Exercise description -> No record may be omitted; give all of them again exactly.

Segmentation mask data ->

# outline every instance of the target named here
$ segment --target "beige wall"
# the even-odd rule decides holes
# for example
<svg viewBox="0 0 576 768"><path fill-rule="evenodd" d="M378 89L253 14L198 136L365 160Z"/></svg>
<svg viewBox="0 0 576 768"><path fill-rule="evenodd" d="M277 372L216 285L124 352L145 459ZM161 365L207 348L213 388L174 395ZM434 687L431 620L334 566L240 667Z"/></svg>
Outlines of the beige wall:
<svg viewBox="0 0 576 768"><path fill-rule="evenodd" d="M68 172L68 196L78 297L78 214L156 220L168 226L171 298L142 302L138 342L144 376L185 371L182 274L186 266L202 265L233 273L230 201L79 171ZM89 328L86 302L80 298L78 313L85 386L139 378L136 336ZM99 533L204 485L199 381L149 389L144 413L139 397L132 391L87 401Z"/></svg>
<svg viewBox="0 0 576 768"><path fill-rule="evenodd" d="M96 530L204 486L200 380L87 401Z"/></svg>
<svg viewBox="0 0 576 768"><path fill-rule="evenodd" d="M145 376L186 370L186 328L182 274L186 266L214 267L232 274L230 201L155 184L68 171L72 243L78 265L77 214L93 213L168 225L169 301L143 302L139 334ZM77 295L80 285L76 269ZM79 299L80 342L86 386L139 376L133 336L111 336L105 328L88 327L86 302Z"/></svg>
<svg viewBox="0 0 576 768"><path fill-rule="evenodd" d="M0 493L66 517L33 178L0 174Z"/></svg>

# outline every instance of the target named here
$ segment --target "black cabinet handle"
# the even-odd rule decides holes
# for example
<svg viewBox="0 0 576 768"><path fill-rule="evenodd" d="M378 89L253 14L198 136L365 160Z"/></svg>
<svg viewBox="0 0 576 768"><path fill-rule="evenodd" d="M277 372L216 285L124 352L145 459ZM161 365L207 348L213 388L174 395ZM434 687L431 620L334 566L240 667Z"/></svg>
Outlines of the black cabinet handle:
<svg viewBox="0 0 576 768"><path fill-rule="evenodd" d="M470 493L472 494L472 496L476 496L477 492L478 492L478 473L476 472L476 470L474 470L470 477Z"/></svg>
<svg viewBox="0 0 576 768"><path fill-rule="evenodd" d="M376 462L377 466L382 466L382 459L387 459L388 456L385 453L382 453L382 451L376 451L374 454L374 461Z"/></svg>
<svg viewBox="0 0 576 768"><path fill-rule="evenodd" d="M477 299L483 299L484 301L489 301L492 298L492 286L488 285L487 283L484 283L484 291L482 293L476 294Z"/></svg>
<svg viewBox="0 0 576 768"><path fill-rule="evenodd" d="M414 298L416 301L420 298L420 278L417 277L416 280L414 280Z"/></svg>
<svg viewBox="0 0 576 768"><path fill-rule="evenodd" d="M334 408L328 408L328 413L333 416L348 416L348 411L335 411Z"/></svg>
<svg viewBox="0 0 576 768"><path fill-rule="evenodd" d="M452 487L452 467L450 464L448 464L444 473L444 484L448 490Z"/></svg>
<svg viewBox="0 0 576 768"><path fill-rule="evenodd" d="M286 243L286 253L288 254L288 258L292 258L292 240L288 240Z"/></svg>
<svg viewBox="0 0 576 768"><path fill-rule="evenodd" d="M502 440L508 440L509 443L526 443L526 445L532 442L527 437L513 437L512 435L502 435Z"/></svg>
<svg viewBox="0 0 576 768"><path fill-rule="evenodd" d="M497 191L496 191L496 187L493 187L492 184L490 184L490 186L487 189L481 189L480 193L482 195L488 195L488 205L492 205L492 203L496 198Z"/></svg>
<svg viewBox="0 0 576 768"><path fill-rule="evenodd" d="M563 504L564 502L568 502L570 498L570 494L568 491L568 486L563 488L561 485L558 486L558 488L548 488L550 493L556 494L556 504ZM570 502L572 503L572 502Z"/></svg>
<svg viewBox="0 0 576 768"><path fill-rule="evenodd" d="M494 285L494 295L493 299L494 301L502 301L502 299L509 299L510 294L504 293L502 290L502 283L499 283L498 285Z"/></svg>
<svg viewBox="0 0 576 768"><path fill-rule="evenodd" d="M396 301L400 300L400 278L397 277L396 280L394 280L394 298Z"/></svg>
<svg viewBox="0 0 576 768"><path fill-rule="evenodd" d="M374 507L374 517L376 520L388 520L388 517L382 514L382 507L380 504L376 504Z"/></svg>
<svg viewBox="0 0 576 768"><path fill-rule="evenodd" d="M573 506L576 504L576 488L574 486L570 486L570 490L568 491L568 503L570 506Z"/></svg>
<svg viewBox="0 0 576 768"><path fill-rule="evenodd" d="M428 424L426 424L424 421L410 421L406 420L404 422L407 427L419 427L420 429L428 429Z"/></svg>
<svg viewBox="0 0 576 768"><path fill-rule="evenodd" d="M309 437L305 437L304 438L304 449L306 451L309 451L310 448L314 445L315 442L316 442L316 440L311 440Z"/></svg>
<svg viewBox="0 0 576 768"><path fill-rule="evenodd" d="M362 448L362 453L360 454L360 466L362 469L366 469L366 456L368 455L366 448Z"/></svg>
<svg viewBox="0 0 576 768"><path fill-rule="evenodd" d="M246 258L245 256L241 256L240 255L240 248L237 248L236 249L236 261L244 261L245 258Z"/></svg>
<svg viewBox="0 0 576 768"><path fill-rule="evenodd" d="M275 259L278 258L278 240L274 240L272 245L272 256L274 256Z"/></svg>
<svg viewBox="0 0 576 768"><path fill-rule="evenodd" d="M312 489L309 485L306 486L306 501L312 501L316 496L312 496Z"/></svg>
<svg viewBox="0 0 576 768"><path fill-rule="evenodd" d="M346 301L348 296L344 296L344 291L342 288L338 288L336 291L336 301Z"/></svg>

Written answer ->
# outline every instance of the target named here
$ segment --target "beige wall"
# the even-odd rule decides holes
# for example
<svg viewBox="0 0 576 768"><path fill-rule="evenodd" d="M378 89L253 14L198 136L365 160Z"/></svg>
<svg viewBox="0 0 576 768"><path fill-rule="evenodd" d="M277 372L216 285L124 352L145 459ZM161 365L207 348L213 388L174 395ZM434 687L431 620L334 566L240 667Z"/></svg>
Outlines of the beige wall:
<svg viewBox="0 0 576 768"><path fill-rule="evenodd" d="M68 172L68 196L78 297L78 214L156 220L168 226L171 298L142 302L138 342L144 376L185 371L182 274L186 266L202 265L233 273L230 201L79 171ZM89 328L86 302L80 298L78 313L85 386L139 378L136 336ZM99 533L204 485L199 381L149 389L144 413L139 397L132 391L87 401Z"/></svg>
<svg viewBox="0 0 576 768"><path fill-rule="evenodd" d="M96 530L204 486L200 380L87 401Z"/></svg>
<svg viewBox="0 0 576 768"><path fill-rule="evenodd" d="M145 376L186 370L186 328L182 274L186 266L214 267L232 274L230 201L155 184L68 171L72 243L78 265L77 214L93 213L168 225L169 301L143 302L139 334ZM77 295L80 285L76 269ZM79 299L80 342L86 386L139 376L133 336L111 336L105 328L88 327L86 302Z"/></svg>
<svg viewBox="0 0 576 768"><path fill-rule="evenodd" d="M0 493L66 517L33 178L0 174Z"/></svg>

# outline every instance of the target named here
$ segment --target "black cabinet handle"
# the even-odd rule decides holes
# for example
<svg viewBox="0 0 576 768"><path fill-rule="evenodd" d="M378 89L253 14L198 136L365 160Z"/></svg>
<svg viewBox="0 0 576 768"><path fill-rule="evenodd" d="M277 372L216 285L124 352L145 459ZM161 365L207 348L213 388L174 395ZM434 687L431 620L334 566L240 667Z"/></svg>
Outlines of the black cabinet handle:
<svg viewBox="0 0 576 768"><path fill-rule="evenodd" d="M470 493L472 494L472 496L476 496L477 492L478 492L478 473L476 472L476 470L474 470L470 477Z"/></svg>
<svg viewBox="0 0 576 768"><path fill-rule="evenodd" d="M376 462L377 466L382 466L382 459L387 459L388 456L385 453L382 453L382 451L376 451L374 454L374 461Z"/></svg>
<svg viewBox="0 0 576 768"><path fill-rule="evenodd" d="M477 299L483 299L484 301L489 301L492 298L492 286L488 285L487 283L484 283L484 291L482 293L476 294Z"/></svg>
<svg viewBox="0 0 576 768"><path fill-rule="evenodd" d="M414 298L416 301L420 298L420 278L417 277L416 280L414 280Z"/></svg>
<svg viewBox="0 0 576 768"><path fill-rule="evenodd" d="M334 408L328 408L328 413L333 416L348 416L348 411L335 411Z"/></svg>
<svg viewBox="0 0 576 768"><path fill-rule="evenodd" d="M452 487L452 467L450 464L448 464L444 473L444 484L448 490Z"/></svg>
<svg viewBox="0 0 576 768"><path fill-rule="evenodd" d="M286 243L286 253L288 254L288 258L292 258L292 240L288 240Z"/></svg>
<svg viewBox="0 0 576 768"><path fill-rule="evenodd" d="M502 440L508 440L509 443L526 443L526 445L532 442L527 437L513 437L512 435L502 435Z"/></svg>
<svg viewBox="0 0 576 768"><path fill-rule="evenodd" d="M497 191L496 191L496 187L493 187L492 184L490 184L490 186L487 189L481 189L480 193L482 195L488 195L488 205L492 205L492 203L496 198Z"/></svg>
<svg viewBox="0 0 576 768"><path fill-rule="evenodd" d="M563 504L564 502L568 502L570 498L570 494L568 491L568 486L563 488L561 485L558 486L558 488L548 488L550 493L556 494L556 504ZM570 502L572 503L572 502Z"/></svg>
<svg viewBox="0 0 576 768"><path fill-rule="evenodd" d="M494 285L494 295L493 299L494 301L502 301L502 299L509 299L510 294L504 293L502 290L502 283L499 283L498 285Z"/></svg>
<svg viewBox="0 0 576 768"><path fill-rule="evenodd" d="M396 301L400 300L400 278L397 277L396 280L394 280L394 298Z"/></svg>
<svg viewBox="0 0 576 768"><path fill-rule="evenodd" d="M374 507L374 517L376 520L388 520L388 517L382 514L382 507L380 504L376 504Z"/></svg>
<svg viewBox="0 0 576 768"><path fill-rule="evenodd" d="M573 506L576 504L576 488L574 486L570 486L570 490L568 491L568 503L570 506Z"/></svg>
<svg viewBox="0 0 576 768"><path fill-rule="evenodd" d="M428 424L426 424L424 421L410 421L406 420L404 422L407 427L419 427L420 429L428 429Z"/></svg>
<svg viewBox="0 0 576 768"><path fill-rule="evenodd" d="M309 437L305 437L304 438L304 449L306 451L309 451L310 448L314 445L315 442L316 442L316 440L311 440Z"/></svg>
<svg viewBox="0 0 576 768"><path fill-rule="evenodd" d="M362 448L362 453L360 454L360 466L362 469L366 469L366 456L368 455L366 448Z"/></svg>
<svg viewBox="0 0 576 768"><path fill-rule="evenodd" d="M246 258L245 256L241 256L240 255L240 248L237 248L236 249L236 261L244 261L245 258Z"/></svg>
<svg viewBox="0 0 576 768"><path fill-rule="evenodd" d="M275 259L278 258L278 240L274 240L272 245L272 256L274 256Z"/></svg>
<svg viewBox="0 0 576 768"><path fill-rule="evenodd" d="M312 489L309 485L306 486L306 501L312 501L316 496L312 496Z"/></svg>
<svg viewBox="0 0 576 768"><path fill-rule="evenodd" d="M346 301L348 296L344 296L344 291L342 288L338 288L336 291L336 301Z"/></svg>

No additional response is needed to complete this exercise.